ASSIGNMENT: Print the whole listing below exactly, skipping every picture.
.....
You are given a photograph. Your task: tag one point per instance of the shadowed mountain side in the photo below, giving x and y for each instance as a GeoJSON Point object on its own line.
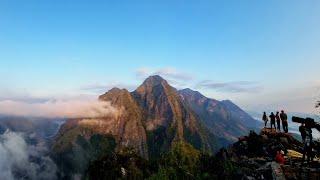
{"type": "Point", "coordinates": [150, 121]}
{"type": "Point", "coordinates": [224, 119]}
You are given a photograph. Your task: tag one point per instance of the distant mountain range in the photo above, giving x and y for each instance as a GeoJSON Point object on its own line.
{"type": "Point", "coordinates": [152, 119]}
.....
SOLVED PROBLEM:
You are given a photograph. Your task: tag one point per instance of the shadowed mountain side in the photo below, giving x and y for each instance as a GeoJSON Point object on its own line.
{"type": "Point", "coordinates": [150, 121]}
{"type": "Point", "coordinates": [224, 119]}
You are given a photograph. Your task: tag one point per instance of the distant mountain range in the photo above, giving x and y for each instance as a GeoJSON Point object on its own line.
{"type": "Point", "coordinates": [152, 119]}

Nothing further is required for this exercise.